/---

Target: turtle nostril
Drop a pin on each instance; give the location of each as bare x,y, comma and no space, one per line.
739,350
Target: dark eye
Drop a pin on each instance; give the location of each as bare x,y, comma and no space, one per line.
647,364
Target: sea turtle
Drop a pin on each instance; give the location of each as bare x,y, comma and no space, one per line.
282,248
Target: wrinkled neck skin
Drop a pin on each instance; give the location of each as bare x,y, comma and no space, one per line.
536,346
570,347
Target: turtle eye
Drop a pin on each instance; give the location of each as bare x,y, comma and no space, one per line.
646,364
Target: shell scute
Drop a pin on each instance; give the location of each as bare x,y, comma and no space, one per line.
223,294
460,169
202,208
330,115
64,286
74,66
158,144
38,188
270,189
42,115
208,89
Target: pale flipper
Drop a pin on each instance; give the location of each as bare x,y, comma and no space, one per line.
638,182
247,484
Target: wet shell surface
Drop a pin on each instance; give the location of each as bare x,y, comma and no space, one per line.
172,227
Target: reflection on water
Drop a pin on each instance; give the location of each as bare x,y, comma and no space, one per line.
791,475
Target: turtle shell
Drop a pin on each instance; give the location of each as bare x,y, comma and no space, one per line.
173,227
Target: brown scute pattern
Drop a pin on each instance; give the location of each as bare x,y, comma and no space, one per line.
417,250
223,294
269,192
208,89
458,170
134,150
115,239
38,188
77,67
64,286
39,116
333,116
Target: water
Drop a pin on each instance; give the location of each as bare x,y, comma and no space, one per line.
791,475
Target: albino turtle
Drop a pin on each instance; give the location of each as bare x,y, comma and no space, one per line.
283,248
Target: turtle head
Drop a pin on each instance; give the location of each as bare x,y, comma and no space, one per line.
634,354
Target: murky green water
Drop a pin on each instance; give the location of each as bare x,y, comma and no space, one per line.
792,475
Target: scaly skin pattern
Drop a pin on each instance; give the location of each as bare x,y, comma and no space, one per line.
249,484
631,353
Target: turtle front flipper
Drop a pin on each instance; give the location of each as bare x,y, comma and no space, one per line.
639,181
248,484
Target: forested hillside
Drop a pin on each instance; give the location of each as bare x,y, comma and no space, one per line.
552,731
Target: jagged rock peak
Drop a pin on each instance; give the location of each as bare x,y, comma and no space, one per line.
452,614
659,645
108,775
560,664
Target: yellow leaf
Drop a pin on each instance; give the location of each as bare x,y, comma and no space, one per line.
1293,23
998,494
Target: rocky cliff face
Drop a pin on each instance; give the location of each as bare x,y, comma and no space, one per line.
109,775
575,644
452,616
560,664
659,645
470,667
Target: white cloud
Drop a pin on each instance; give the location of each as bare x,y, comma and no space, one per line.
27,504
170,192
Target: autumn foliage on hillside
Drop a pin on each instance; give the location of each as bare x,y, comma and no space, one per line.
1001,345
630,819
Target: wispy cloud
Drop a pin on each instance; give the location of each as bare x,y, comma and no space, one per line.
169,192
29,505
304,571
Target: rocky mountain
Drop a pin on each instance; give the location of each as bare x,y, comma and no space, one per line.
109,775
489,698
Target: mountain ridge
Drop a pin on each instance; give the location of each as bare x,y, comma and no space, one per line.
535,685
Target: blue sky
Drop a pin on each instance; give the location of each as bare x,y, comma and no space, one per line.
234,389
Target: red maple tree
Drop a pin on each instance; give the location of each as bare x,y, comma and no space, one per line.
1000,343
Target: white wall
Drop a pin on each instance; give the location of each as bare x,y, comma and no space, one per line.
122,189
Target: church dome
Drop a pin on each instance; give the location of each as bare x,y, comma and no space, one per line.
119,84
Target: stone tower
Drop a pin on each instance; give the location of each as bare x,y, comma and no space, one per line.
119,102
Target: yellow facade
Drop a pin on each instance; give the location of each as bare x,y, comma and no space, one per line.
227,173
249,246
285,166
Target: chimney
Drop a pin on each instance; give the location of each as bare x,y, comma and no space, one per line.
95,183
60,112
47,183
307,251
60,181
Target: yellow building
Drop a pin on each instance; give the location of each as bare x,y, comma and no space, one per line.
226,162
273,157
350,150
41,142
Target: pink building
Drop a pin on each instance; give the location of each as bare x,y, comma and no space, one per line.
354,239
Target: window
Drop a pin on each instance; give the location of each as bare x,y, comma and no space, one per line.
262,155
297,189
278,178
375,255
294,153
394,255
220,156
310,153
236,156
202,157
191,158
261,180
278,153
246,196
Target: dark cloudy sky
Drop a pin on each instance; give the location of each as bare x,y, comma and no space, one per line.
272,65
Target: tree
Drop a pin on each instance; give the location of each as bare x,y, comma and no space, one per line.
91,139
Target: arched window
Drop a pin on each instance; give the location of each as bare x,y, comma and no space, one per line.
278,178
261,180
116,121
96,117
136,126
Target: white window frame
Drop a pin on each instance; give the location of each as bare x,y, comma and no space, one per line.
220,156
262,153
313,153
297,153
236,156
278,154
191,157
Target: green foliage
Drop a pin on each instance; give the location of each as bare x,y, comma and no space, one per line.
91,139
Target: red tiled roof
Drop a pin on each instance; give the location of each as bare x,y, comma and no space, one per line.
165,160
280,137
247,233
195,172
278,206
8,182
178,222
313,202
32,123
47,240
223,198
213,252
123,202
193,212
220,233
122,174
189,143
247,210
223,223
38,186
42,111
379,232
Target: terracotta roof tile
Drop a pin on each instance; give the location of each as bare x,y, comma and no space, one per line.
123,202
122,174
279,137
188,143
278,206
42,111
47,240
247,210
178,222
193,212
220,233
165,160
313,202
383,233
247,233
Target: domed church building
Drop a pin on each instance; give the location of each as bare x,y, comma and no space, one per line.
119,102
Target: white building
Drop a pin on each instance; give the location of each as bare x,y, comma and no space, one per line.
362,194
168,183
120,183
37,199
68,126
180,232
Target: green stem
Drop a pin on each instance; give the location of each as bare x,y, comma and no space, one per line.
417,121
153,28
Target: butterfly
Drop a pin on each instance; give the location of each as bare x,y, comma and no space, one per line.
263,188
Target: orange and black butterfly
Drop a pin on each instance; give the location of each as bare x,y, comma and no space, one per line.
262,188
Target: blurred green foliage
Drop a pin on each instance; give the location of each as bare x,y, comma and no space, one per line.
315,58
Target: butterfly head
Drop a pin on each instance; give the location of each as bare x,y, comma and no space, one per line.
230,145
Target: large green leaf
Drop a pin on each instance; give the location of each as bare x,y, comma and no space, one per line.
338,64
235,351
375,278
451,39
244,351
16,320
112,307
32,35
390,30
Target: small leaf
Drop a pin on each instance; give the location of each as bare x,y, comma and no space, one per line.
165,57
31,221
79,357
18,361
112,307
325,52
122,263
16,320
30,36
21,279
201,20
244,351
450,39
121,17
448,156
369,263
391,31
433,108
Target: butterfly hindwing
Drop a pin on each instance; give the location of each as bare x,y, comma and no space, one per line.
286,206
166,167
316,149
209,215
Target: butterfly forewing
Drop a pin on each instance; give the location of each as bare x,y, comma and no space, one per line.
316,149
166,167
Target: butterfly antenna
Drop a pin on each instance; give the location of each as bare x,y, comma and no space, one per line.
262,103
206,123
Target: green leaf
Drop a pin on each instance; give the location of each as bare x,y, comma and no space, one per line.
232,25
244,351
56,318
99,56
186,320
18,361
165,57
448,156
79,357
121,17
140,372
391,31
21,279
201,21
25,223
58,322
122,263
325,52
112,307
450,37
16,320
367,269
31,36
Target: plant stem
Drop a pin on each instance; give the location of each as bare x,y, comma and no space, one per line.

\---

◆ **Exercise directions**
Exactly as written above, please repeat the entries.

◆ **Written answer**
Target: turtle nostril
Drop a pin on each instance; give the location of each as bare x,y, comma and no space, one per line.
739,350
Target: dark eye
Drop a pin on each instance; give the location of each as bare x,y, comma and no space, one per line.
647,364
Target: sea turtle
Drop a pin on each instance; give the location of each as bare x,y, comma and no space, one per line.
282,248
Target: wrinkled neck skin
Drop a pin on each instance; give the location of each as bare x,y, comma and no space, one per line.
536,346
570,347
Target: turtle eye
Drop a pin on each instance; give the location of each as bare x,y, comma and no space, one per line.
646,364
Target: shell scute
Drop a pin on each instance; give the location of each as bare x,y, comma and no space, one per line.
223,294
460,169
202,208
330,115
64,286
74,66
158,144
38,188
270,189
42,115
208,89
Target: pale flipper
Drop a pin on each instance; give the location of each as bare x,y, comma and no space, one per line.
638,182
247,484
Target: wet shell surface
Drop a pin on each instance; give the location of each as bare x,y, comma and no space, one per line.
172,227
Target: reflection on water
Drop a pin on each instance; give the location of each as bare x,y, comma and no space, one per line.
791,475
Target: turtle shell
Drop a pin on each instance; give the location of each as bare x,y, comma and no space, one per line.
173,227
Target: brown scute pattern
Drop a pin on each instance; give the location of each as bare x,y, comma and no space, one per line.
417,250
223,294
269,192
208,89
458,170
134,150
115,239
38,188
77,67
64,286
39,116
333,116
Target: water
Drop a pin on each instance; give the location of each as bare x,y, comma and no space, one per line.
791,475
Target: albino turtle
Drop a pin on each instance; give the location of each as bare x,y, comma and no space, one per line.
283,248
Target: turtle head
Drop a pin on each instance; give the location of each as bare x,y, comma and no space, one per line.
634,354
Target: murky green water
Drop a pin on each instance; give the location of each as bare x,y, comma and no space, one per line.
792,475
Target: scaly skin pattern
Drop a pin on each instance; give the location of each as bare x,y, comma and no space, one per line.
249,484
631,353
Target: turtle front flipper
Drop a pin on each instance; give the location of each as bare x,y, comma and no space, one per line.
639,181
248,484
Target: forested hillside
Drop a pin on each instance; give the location of each as bare x,y, comma and no space, one per line.
552,731
Target: jagged rock peak
Drop a pin on each instance; give the location of each as bare x,y, comma and no space, one per line.
452,614
659,645
108,775
560,664
Target: yellow leaf
Drop a pin on each instance; give the location of each as bare x,y, comma and no space, one per line.
1293,23
998,494
Target: rocky cliff face
Drop a pin on each instance; give the location of each as bare x,y, comma and no space, one per line.
109,775
575,644
452,616
560,664
659,645
470,667
Target: white cloud
Drop a pin on each instance; give the location of each as bare x,y, comma and no space, one per line.
27,504
170,192
Target: autumn foliage on hillside
Drop a pin on each instance; give the location of each as bare x,y, comma and no space, one per line.
1001,345
630,819
Target: wispy cloud
Drop a pin on each instance; give the location of each as bare x,y, comma and no space, one per line.
169,192
29,505
304,571
Target: rocky mountain
Drop a pin on each instance; give the location of each as bare x,y, comma and no space, one per line.
109,775
489,698
Target: mountain ridge
Drop a pin on each instance; give the location of each as bare x,y, comma and no space, one per line.
535,685
Target: blue sky
Drop a pin on each instance; give the location of each as bare x,y, comma and no space, one per line.
234,389
Target: red maple tree
Drop a pin on each instance; give the location of each as bare x,y, comma and no space, one per line.
1000,343
Target: white wall
Drop a pin on each instance; give the location of each as bare x,y, comma and no space, one per line.
122,189
Target: church dome
Drop a pin on each instance; give the location of each as bare x,y, comma and no space, one per line.
119,84
Target: stone tower
Drop a pin on each instance; give the location of each as bare x,y, comma and no space, one per line.
119,102
Target: yellow facade
Drop a pin on each instance; give the location of each as bare x,y, comma and no space, one per line.
227,173
249,246
285,166
Target: chimney
Drop a pin on each instance; give the location of each as bare x,y, comma and no space, one per line.
95,183
60,112
47,183
307,251
60,181
Target: yellow building
Drop a pin on each instance; give the location of each as bare x,y, comma and no space, one per line.
226,162
273,157
350,150
41,142
Target: pink building
Drop a pin on each instance; give the location of each as bare x,y, comma and no space, one per line.
354,239
Target: window
Drop a pin on each instance; give the location of each as bare x,y, comma and no space, one per line.
262,155
297,189
278,178
375,255
294,153
394,255
220,156
310,153
236,156
202,157
191,158
261,180
278,153
246,196
Target: dark cloudy sky
Drop a pin on each instance; give the location of each as bare x,y, comma and no space, one per line.
272,65
Target: tree
Drop a pin on each instance; give the location of each as bare x,y, comma and no space, one per line.
91,139
Target: arched window
Drop a pin on each instance; give the location of each as bare x,y, comma and no space, one per line.
278,178
261,180
116,121
96,117
136,126
Target: white window frame
Drop a pin on each instance; give the location of each as bare x,y, comma and no space, one per line.
220,156
262,153
313,153
297,153
236,156
278,154
191,157
Target: green foliage
Drop a pin on each instance; give the location of each as bare x,y, comma and no space, one per line.
91,139
Target: red tiled roof
Drop a pin on each instance; give the location of each as bare x,y, comma and no space, one per line.
165,160
280,137
247,233
195,172
278,206
8,182
178,222
313,202
32,123
47,240
223,198
213,252
123,202
193,212
220,233
122,174
189,143
247,210
223,223
38,186
42,111
379,232
Target: terracotta roof tile
Drop a pin on each instance; give the location of each as bare x,y, comma and no space, one per line.
123,202
122,174
279,137
188,143
278,206
42,111
47,240
247,210
178,222
193,212
220,233
165,160
313,202
383,233
247,233
Target: domed church building
Drop a pin on each instance; give the location of each as bare x,y, comma and no space, one per line.
119,102
Target: white building
Drop a pin on each instance; give the location of each as bare x,y, comma and no space, one per line.
362,194
168,183
120,183
37,199
68,126
180,232
Target: green stem
Drop a pin on each instance; give the location of each as bare x,y, comma and no space, one per line.
417,121
153,28
Target: butterfly
Drop a pin on each instance; give the location of each as bare x,y, comma and no space, one per line.
263,188
Target: orange and black butterfly
Drop a pin on each instance; give the location of each as bare x,y, comma and no space, one per line.
262,188
Target: blurred green foliage
Drop a pin on each instance; give the location of each as bare x,y, comma and no space, one per line.
315,58
Target: butterfly head
Drop a pin on each instance; give the location of each as bare x,y, comma and no space, one per line.
230,145
Target: large green leaf
Drop a pin on each instance; give the location of each as bare x,y, comma and no space, one per line.
338,64
235,351
375,278
451,39
244,351
16,320
112,307
32,35
390,30
Target: small leaf
Drop a pin on each instance; give the location of each as bare x,y, comma and no space, one per line.
165,57
31,221
79,357
18,361
112,307
325,52
122,263
16,320
30,36
21,279
201,20
244,351
450,39
121,17
448,156
369,263
391,31
433,108
Target: butterfly hindwing
Drop a pin on each instance; give the location of each as bare x,y, comma and no space, one per line.
286,206
166,167
316,149
209,215
Target: butterfly forewing
Drop a pin on each instance; give the location of each as bare x,y, comma and no space, one per line.
316,149
166,167
Target: butterfly antenna
Drop a pin on each instance; give the location of each as bare x,y, comma and no space, one per line.
262,103
206,123
Target: green leaf
Drop a pin on each instance; give the location of each as bare x,y, comma and no space, one per line.
232,25
244,351
56,318
99,56
186,320
18,361
165,57
448,156
79,357
121,17
140,372
391,31
21,279
201,21
25,223
58,322
122,263
325,52
112,307
450,37
16,320
367,269
31,36
Target: plant stem
Drop a pin on each instance; give the location of each as bare x,y, comma and no space, one per line.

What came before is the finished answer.